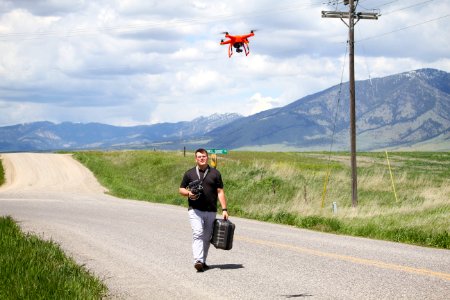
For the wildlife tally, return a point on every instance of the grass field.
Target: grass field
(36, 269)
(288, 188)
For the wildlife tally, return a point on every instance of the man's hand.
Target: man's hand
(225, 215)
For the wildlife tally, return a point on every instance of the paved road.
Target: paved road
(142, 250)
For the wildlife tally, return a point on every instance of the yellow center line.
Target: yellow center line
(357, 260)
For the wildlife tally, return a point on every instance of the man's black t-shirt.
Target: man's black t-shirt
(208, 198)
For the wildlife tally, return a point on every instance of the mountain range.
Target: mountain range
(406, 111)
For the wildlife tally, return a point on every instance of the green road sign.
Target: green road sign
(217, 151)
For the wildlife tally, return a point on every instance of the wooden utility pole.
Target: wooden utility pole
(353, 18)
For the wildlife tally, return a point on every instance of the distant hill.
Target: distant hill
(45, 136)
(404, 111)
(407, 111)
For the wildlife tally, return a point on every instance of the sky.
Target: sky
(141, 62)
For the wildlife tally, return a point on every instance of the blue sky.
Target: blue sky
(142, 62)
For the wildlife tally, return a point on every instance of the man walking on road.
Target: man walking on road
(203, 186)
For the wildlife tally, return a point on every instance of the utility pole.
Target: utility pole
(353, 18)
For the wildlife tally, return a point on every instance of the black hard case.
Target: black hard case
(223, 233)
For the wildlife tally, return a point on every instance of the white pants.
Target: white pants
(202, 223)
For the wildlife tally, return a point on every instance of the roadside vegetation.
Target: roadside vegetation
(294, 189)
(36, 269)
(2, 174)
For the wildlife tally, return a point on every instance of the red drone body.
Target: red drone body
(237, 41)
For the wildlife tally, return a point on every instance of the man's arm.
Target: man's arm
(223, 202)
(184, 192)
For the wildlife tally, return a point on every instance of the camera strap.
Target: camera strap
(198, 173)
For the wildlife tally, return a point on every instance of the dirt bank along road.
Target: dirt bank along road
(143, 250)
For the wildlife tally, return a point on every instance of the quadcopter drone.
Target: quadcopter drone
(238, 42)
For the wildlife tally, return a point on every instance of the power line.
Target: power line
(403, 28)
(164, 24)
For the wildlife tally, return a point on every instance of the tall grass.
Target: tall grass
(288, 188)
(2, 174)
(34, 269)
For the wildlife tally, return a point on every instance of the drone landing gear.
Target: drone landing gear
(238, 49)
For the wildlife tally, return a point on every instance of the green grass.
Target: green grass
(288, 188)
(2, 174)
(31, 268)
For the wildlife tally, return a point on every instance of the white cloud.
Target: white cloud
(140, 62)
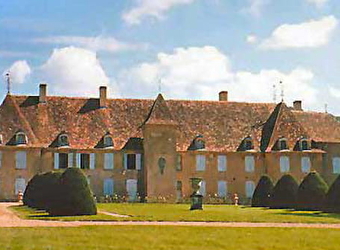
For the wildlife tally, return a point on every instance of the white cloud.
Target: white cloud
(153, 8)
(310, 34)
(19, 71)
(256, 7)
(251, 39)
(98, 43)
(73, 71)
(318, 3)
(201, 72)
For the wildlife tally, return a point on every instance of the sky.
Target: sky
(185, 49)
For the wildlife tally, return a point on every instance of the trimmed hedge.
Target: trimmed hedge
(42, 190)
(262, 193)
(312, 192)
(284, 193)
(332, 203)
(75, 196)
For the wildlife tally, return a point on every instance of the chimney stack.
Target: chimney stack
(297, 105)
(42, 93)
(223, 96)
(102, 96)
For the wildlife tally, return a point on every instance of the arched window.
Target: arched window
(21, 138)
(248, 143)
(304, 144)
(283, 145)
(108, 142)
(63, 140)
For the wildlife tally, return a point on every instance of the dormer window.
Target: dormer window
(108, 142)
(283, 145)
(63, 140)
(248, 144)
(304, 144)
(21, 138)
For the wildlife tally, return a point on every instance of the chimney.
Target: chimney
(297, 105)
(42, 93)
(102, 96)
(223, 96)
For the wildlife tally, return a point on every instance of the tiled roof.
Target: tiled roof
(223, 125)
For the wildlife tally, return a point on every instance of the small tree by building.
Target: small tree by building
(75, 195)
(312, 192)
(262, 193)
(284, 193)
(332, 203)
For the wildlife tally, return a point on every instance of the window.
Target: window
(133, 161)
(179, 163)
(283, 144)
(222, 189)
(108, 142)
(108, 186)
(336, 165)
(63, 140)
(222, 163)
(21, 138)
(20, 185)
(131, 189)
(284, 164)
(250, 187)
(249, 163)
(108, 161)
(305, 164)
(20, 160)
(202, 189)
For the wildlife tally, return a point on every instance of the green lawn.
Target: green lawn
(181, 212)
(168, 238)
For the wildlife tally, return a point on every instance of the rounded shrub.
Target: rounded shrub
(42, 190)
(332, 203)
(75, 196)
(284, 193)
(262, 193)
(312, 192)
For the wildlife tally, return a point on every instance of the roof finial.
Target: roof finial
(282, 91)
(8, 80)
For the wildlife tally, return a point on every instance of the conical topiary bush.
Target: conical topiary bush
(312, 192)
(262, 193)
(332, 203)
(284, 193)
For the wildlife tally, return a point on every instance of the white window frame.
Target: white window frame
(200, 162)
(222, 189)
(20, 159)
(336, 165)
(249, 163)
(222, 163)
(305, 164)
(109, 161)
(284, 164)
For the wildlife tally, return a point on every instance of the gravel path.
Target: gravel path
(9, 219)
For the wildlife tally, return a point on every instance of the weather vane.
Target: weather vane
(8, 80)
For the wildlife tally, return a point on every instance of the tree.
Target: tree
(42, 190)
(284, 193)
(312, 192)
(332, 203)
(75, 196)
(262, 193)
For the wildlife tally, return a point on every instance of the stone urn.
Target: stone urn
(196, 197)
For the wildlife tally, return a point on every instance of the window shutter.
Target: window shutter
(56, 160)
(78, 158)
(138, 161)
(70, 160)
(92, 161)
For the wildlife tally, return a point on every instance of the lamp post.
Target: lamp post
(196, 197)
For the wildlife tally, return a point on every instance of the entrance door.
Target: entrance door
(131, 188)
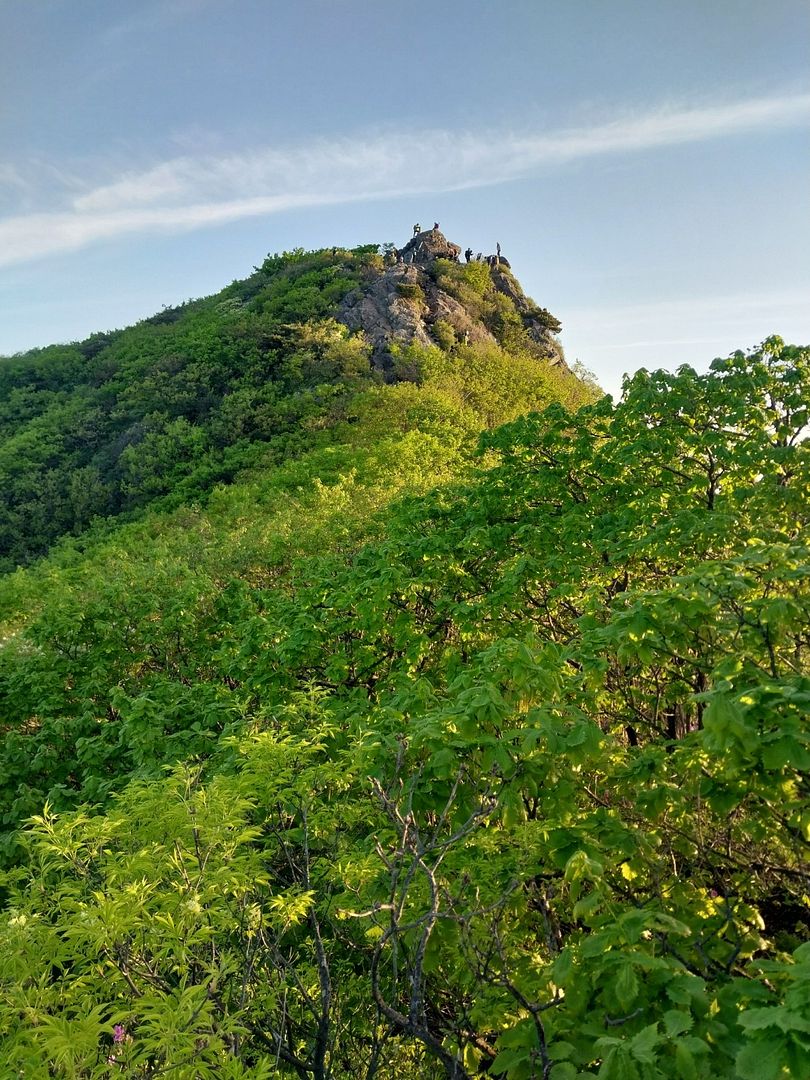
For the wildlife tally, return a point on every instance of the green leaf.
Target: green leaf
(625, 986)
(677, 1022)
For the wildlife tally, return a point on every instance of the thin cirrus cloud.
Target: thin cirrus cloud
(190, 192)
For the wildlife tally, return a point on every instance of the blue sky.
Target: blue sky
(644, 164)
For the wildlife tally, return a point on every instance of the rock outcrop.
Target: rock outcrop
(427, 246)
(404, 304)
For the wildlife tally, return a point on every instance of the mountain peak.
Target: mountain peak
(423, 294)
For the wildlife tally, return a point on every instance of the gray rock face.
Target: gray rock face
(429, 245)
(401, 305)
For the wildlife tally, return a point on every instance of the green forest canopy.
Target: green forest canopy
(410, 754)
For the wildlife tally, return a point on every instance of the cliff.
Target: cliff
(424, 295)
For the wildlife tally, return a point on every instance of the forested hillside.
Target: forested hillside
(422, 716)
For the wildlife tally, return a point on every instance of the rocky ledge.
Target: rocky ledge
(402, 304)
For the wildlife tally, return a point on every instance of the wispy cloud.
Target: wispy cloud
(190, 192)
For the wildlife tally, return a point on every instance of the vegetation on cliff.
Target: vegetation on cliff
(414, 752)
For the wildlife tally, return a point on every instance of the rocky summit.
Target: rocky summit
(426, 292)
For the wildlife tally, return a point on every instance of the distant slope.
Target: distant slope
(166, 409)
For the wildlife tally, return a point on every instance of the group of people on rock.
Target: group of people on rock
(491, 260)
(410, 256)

### [DESCRIPTION OF THE TASK]
Please copy the stretch of the listing from the line containing "the distant slope." through the end of the listing, keeping every line and shifting each point coordinate up by 102.

### [RESPONSE]
For the wildlife tally, return a point on every instance of the distant slope.
Target: distant slope
(268, 511)
For the wildlife tally, return a point on every instance of the group of people on rock.
Target: group of people on rock
(593, 362)
(512, 358)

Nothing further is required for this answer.